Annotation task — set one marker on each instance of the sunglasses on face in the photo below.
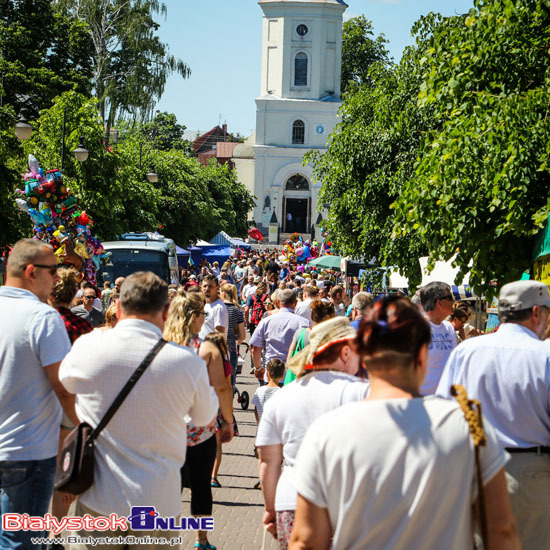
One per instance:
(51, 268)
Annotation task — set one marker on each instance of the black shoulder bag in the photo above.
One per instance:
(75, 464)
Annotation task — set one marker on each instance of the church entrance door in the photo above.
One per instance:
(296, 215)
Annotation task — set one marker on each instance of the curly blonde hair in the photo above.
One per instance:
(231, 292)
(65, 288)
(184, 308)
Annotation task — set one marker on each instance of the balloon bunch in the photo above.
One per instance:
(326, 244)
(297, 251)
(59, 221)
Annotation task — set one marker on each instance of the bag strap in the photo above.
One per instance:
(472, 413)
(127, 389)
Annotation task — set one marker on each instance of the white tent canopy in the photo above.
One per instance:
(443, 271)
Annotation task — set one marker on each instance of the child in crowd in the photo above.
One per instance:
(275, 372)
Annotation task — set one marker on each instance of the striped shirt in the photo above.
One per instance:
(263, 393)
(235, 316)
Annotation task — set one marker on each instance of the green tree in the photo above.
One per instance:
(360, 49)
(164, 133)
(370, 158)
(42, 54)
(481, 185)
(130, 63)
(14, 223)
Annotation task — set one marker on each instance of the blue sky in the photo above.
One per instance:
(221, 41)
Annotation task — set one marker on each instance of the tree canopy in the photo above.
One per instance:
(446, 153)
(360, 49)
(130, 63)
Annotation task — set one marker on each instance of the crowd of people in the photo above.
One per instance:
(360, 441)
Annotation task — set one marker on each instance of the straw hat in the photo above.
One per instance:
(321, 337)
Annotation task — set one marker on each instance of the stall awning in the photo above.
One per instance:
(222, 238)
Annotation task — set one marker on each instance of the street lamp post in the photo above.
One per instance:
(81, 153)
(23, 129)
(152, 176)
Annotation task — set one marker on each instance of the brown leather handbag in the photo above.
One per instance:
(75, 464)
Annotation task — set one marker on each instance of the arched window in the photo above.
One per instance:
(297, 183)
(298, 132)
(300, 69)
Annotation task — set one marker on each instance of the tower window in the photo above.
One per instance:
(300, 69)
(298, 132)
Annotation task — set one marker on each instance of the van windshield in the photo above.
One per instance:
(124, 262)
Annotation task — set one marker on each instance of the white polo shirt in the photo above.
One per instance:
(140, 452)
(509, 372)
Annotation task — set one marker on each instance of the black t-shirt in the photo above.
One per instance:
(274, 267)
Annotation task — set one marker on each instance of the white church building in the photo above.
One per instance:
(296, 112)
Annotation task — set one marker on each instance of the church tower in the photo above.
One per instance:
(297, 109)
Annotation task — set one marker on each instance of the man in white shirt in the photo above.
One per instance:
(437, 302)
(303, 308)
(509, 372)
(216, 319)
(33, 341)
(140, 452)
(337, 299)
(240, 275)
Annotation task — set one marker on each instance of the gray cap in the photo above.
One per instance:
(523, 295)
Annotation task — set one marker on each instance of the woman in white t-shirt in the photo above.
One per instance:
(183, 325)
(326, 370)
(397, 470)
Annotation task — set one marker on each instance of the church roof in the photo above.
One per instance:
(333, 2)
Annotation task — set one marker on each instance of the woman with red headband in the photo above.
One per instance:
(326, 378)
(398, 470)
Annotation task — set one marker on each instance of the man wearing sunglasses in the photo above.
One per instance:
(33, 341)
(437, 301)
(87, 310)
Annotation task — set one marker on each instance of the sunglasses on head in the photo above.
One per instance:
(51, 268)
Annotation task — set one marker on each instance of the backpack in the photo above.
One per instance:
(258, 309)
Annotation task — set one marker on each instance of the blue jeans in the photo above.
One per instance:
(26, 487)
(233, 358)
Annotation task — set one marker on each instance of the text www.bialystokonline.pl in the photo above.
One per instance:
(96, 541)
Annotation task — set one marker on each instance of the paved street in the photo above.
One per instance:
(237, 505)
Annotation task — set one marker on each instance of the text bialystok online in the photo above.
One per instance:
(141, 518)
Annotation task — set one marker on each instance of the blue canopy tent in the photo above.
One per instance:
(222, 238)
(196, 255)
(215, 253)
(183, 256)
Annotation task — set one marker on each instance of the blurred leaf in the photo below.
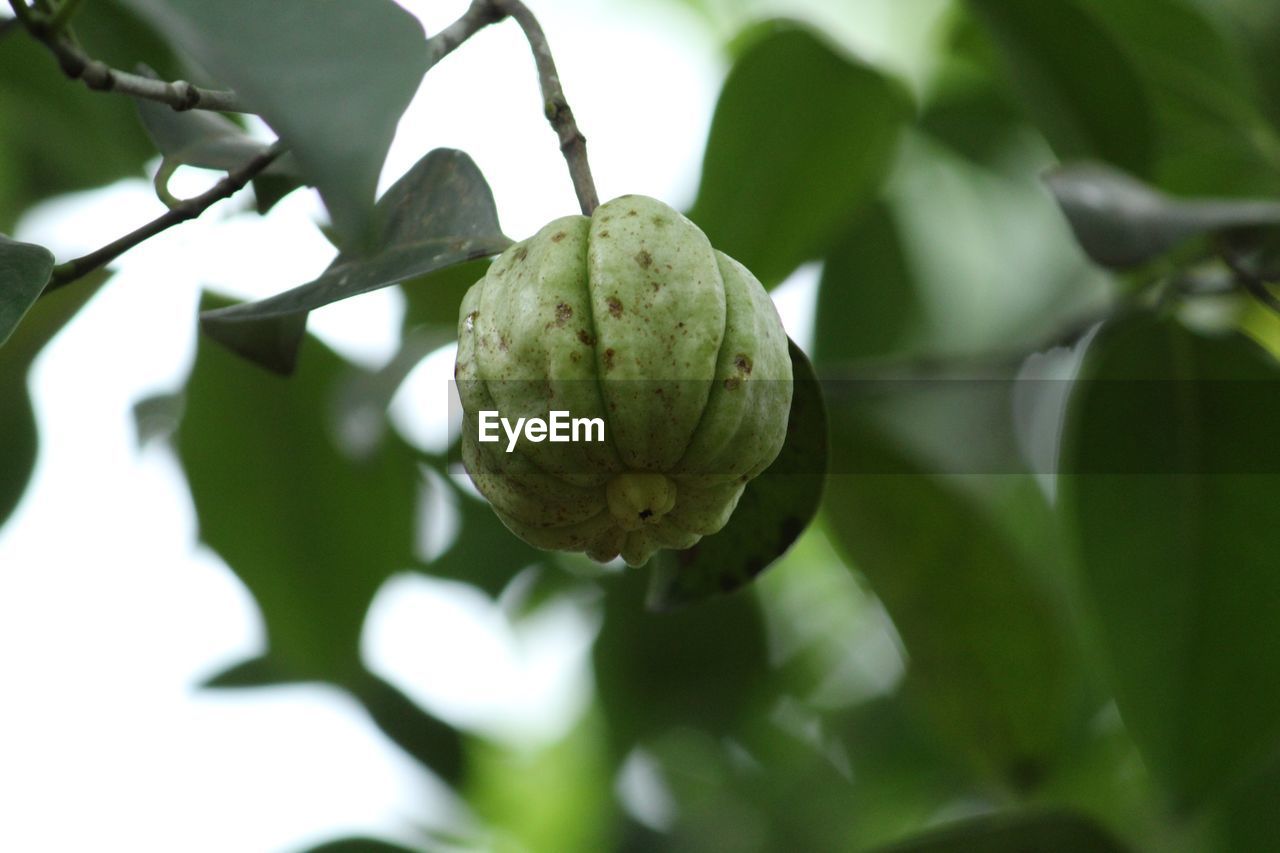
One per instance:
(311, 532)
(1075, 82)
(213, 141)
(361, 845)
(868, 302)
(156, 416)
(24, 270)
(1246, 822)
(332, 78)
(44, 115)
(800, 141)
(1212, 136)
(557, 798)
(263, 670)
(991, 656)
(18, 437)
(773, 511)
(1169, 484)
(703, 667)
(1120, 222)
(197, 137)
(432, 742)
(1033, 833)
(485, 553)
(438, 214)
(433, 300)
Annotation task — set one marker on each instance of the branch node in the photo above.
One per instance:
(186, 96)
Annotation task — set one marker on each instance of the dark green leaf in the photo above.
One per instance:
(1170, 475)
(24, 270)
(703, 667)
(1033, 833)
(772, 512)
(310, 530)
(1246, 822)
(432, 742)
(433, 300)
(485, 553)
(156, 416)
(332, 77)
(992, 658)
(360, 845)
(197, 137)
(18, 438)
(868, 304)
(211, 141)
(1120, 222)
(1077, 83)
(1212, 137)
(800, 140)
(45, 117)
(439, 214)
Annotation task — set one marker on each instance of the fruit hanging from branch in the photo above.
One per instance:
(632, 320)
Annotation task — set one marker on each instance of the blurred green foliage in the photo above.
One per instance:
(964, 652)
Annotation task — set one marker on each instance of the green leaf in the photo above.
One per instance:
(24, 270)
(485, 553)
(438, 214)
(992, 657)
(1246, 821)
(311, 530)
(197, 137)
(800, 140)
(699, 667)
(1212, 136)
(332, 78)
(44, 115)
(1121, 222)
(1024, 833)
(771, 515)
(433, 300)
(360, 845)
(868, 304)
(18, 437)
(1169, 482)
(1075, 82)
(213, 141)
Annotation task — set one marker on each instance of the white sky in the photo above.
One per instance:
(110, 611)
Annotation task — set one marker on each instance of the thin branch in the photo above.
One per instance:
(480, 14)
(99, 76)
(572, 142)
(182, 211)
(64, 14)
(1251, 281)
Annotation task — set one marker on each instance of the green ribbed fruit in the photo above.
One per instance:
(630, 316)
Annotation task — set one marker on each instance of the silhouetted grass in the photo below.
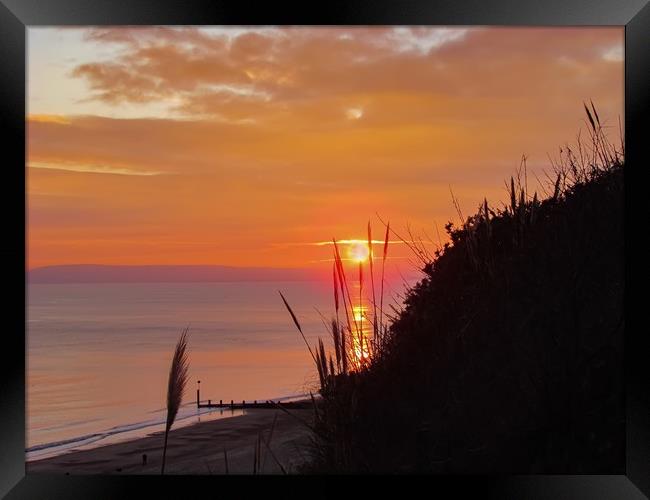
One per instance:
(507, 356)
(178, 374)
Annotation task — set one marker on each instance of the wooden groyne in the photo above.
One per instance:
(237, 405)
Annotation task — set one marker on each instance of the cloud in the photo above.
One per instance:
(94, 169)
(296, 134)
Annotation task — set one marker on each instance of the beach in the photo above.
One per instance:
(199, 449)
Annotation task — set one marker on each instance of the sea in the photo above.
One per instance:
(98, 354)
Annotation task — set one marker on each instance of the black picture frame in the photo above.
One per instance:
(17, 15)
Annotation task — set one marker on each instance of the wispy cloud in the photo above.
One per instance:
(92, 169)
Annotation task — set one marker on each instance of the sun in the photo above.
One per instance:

____________

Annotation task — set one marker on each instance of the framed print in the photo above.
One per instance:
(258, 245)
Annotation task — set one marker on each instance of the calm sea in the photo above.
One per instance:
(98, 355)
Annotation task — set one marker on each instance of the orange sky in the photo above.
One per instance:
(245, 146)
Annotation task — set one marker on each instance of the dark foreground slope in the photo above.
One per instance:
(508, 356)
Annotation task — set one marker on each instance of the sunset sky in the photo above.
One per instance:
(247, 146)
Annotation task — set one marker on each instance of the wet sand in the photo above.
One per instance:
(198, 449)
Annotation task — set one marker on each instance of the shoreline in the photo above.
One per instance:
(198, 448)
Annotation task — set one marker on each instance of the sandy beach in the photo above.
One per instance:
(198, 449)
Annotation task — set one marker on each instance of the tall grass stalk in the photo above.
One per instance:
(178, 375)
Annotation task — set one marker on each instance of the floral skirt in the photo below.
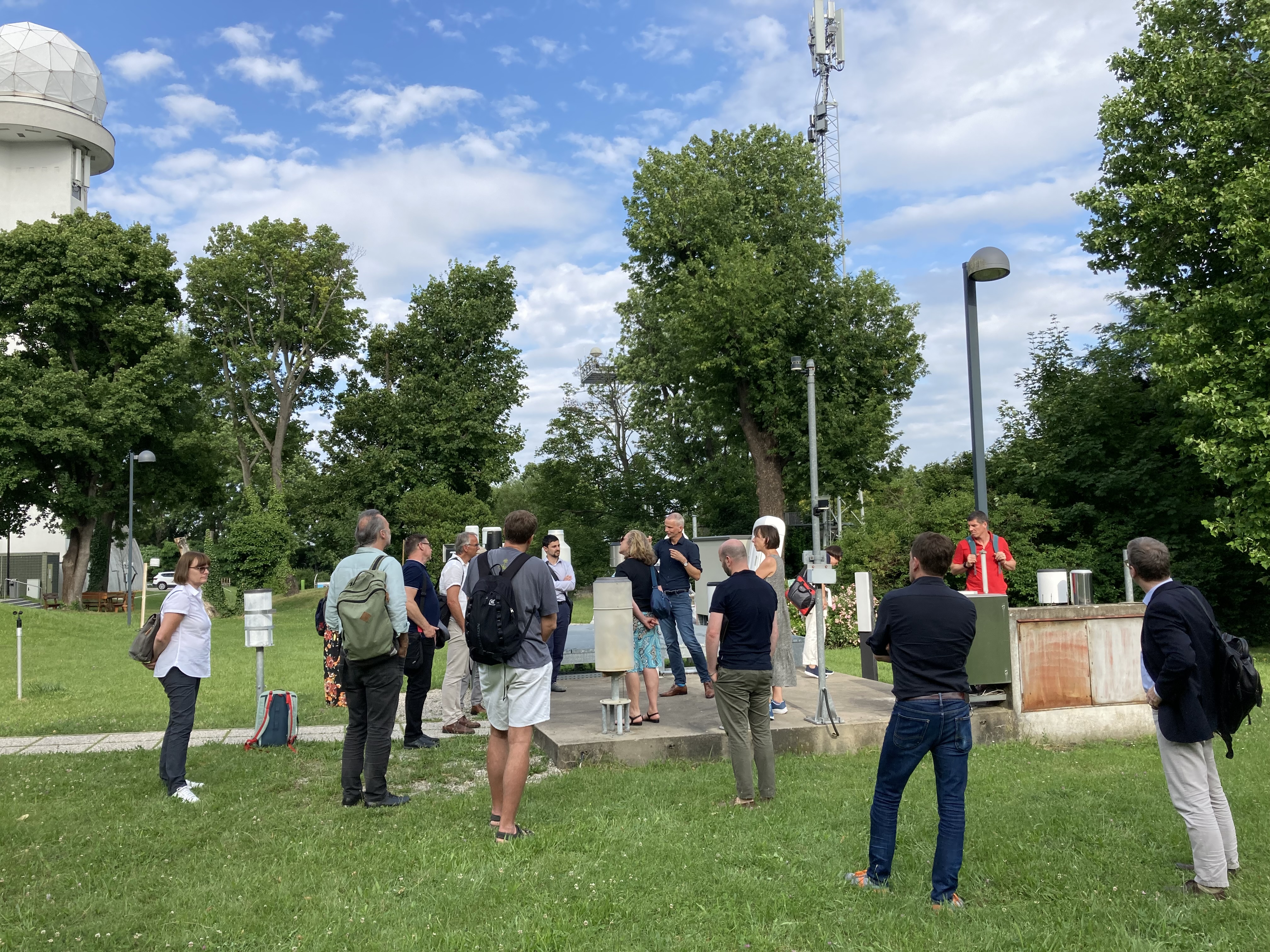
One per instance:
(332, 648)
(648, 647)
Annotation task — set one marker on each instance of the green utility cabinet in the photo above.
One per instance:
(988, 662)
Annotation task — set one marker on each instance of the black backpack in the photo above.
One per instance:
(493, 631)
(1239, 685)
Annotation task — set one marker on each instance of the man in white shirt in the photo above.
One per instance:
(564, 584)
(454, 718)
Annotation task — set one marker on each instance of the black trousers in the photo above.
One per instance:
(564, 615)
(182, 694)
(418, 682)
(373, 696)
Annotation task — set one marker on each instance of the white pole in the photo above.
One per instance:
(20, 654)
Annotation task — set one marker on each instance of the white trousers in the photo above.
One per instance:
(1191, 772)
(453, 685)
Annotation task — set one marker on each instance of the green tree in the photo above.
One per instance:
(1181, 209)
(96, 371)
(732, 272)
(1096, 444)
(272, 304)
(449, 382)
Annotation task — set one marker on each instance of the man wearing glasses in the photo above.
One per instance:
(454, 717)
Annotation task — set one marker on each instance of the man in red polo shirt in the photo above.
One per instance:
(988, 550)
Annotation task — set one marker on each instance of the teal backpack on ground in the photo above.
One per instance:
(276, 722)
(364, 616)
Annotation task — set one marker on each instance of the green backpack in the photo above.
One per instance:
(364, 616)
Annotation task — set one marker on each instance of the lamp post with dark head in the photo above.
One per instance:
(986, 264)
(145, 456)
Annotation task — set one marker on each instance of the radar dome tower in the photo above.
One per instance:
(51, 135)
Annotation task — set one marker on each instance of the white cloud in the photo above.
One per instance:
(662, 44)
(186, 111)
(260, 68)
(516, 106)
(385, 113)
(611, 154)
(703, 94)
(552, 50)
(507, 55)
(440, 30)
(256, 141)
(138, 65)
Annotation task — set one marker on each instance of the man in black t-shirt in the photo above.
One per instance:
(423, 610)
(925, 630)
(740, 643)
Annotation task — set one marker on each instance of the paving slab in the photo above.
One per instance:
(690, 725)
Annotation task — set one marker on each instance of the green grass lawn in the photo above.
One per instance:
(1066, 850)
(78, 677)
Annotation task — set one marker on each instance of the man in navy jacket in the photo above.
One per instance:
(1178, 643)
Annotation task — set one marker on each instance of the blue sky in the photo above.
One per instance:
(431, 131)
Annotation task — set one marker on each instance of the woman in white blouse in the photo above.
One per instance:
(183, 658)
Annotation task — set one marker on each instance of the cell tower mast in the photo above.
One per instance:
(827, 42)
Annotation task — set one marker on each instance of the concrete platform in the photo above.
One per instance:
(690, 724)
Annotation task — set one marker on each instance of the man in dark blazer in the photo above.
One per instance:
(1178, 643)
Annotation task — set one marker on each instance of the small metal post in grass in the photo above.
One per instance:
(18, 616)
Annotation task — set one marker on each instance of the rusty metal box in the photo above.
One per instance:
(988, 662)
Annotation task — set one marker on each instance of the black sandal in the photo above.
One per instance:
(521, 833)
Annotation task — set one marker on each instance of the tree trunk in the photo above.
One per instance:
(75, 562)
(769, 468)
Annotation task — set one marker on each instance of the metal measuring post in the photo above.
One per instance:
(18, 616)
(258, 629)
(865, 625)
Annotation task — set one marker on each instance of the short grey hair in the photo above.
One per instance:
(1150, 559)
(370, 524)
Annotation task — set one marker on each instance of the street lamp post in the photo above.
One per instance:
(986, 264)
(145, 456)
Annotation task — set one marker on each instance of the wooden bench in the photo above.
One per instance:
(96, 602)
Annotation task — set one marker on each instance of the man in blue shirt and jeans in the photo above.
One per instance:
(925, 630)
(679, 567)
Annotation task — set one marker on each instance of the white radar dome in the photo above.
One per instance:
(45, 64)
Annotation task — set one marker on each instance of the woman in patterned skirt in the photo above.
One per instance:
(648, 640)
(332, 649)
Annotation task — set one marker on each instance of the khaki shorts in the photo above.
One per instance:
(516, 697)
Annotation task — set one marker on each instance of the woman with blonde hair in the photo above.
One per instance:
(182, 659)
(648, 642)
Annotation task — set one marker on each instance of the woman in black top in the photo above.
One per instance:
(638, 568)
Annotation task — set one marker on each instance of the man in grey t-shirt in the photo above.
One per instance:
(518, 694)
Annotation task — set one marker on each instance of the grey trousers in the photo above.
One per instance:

____________

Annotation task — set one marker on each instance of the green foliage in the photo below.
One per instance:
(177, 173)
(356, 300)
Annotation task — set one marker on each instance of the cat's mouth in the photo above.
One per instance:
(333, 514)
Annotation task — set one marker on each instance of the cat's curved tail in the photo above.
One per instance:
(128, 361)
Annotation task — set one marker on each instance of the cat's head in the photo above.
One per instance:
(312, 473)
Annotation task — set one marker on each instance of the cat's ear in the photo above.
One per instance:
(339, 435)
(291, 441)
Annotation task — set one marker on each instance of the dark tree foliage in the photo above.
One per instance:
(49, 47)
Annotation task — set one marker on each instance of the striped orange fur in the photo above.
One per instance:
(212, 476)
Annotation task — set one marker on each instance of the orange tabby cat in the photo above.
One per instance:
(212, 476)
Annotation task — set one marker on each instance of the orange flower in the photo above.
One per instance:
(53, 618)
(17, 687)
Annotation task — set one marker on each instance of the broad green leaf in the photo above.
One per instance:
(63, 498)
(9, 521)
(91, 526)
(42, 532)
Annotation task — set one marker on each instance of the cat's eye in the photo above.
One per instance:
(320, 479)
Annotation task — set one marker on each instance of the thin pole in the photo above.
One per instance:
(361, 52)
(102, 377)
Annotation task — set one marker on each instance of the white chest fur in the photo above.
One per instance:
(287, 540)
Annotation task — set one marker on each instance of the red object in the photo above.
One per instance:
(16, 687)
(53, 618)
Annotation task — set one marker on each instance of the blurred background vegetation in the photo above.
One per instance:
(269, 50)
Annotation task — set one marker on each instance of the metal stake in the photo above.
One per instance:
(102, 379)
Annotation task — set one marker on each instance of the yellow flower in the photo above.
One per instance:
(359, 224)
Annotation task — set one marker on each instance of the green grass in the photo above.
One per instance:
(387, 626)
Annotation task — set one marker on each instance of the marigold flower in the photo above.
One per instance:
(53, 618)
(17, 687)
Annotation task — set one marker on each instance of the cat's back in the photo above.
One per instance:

____________

WORK TASK: Look through the records above for the string "striped", then copy every line that has it.

RESULT:
Annotation task — set one marker on each instance of the striped shirt in the photo above.
Annotation task — set one marker on each instance of the striped orange fur in the photo above.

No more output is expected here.